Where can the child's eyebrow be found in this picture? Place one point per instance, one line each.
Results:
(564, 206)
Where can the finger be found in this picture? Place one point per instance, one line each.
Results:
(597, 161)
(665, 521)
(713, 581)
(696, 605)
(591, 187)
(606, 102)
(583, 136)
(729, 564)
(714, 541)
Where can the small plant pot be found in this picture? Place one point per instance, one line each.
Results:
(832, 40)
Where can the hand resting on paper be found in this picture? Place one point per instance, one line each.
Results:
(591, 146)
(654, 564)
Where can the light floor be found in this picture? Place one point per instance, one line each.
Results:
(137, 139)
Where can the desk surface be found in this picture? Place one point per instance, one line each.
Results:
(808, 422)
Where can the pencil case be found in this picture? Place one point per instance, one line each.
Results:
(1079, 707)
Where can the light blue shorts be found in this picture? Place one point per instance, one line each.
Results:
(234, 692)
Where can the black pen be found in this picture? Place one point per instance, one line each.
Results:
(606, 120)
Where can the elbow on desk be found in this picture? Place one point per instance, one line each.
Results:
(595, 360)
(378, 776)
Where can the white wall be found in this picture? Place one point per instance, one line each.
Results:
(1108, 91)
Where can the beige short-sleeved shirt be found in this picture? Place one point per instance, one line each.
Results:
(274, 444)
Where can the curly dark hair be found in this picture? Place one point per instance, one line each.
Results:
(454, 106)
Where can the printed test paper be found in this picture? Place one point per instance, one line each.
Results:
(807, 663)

----

__Description of the task__.
Starting at the line containing "Where can the white" and running through the end of the listing, write out every line again, requests included. Scale each point coordinate in the answers by 1.55, rounding to the nearest whole number with halves rounded up.

__Task result__.
Where can the white wall be found in this picture? Place one point per instance, one line each.
Results:
(1717, 141)
Where can the beige short-sleeved shirt be found in this picture? Place one point per instance, one line each.
Results:
(425, 688)
Where can the curly dark hair be found in this picture? Place one point per instance, one line each.
Results:
(704, 164)
Where can the printed test paper be found in this picture? Place one point per instance, one line each.
Results:
(1251, 1028)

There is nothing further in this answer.